• WRITTEN REQUEST A: Pull out every line of the records below that contains the word "black", and treat uppercase and lowercase as different.

• PASSAGE:
○ ○ ○ ○ ○ ○ ○
Everything You Need To Know About Microsoft Project Silica.

Project Silica

Microsoft’s new way of storing data for thousands of years without it degrading. This new technology is going to change the way of storing huge amounts of old data. Here in this post, we are going to know everything about Microsoft Project Silica and how data are going to store in a piece of Glass.   

    What is Microsoft Project Silica?

    Microsoft Project Silica is developing a new way of storing device to store huge amount of data into a piece of Silica Glass.  

    A laser burns multiple bits of data on to quartz glass, which emits images and patterns when polarized light is shone through.

    Artificial intelligence can read these in order to retrieve and play the data. Machine learning algorithms read the data by decoding images and patterns that are created as polarized light shines through the glass.

    The Project Silica must work because it’s been tested successfully by storing the entire 1978 iconic “Superman” movie on a piece of glass having a size roughly around 75 by 75 by 2 millimeters thick.

    How much it is expensive to store data in Silica Glass?

    At the moment Warner Bros moves content every three years to keep it in good condition. They face a constant battle to transfer data on to newer types of storage before the information is lost, or the formats become obsolete. It keeps three copies of each piece of content stored in different locations around the world. Two of these are digital copies, while the other is the original saved on whatever medium it was created on –for example, celluloid film. 

    Microsoft Project Silica

    Silica glass is cheaper for storing our data because you need to save the data to glass just once. The changes the lasers make to the structure of glass last forever.
○ ○ ○ ○ ○ ○ ○
• WRITTEN REQUEST B: Reproduce the Project Silica passage above from "A laser burns" up to and including "2 millimeters thick.", substituting "filtered light" for "polarized light".
○ ○ ○ ○ ○ ○ ○
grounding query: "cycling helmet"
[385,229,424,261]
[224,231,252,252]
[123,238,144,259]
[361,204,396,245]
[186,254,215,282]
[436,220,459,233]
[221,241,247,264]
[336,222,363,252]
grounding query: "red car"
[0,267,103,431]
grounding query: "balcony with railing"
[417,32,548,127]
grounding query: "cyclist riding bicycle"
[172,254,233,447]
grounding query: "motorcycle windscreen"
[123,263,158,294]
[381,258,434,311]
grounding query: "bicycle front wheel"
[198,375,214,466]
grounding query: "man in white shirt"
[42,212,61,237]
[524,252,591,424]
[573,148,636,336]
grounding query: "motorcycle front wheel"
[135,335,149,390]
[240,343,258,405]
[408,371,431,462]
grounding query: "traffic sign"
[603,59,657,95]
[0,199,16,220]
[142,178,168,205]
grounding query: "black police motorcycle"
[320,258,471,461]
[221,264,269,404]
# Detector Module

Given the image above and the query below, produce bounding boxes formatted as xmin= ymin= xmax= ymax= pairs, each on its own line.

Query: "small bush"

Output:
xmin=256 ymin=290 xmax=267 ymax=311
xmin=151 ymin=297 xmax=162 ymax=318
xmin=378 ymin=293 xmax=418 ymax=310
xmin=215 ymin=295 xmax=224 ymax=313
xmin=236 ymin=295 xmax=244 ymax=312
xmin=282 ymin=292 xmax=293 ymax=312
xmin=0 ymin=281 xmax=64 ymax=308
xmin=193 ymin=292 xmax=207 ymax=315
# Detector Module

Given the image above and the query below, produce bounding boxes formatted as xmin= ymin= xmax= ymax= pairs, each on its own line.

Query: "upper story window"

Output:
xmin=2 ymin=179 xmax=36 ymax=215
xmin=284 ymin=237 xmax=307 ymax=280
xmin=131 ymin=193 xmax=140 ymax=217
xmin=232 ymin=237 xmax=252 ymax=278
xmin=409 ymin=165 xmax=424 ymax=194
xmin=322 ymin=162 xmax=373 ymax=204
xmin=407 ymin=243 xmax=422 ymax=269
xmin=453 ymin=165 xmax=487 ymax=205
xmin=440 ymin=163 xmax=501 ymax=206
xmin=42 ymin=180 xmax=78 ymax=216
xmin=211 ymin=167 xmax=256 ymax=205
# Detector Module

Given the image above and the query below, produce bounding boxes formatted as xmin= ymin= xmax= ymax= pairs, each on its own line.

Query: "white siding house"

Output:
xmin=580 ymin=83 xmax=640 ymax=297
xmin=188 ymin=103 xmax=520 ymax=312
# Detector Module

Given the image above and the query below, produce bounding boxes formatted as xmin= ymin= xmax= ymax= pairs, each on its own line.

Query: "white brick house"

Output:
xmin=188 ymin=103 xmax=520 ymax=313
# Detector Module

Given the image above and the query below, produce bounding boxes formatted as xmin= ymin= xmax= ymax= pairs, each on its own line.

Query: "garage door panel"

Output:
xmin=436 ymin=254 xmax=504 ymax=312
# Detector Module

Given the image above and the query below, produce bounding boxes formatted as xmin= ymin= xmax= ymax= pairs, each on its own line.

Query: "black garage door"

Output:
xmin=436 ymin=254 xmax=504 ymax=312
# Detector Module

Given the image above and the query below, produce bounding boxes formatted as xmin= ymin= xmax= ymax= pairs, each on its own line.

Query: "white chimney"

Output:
○ ○ ○ ○ ○ ○ ○
• FINISHED ANSWER A:
grounding query: "black police motorcycle"
Query: "black garage door"

• FINISHED ANSWER B:
A laser burns multiple bits of data on to quartz glass, which emits images and patterns when filtered light is shone through.

    Artificial intelligence can read these in order to retrieve and play the data. Machine learning algorithms read the data by decoding images and patterns that are created as filtered light shines through the glass.

    The Project Silica must work because it’s been tested successfully by storing the entire 1978 iconic “Superman” movie on a piece of glass having a size roughly around 75 by 75 by 2 millimeters thick.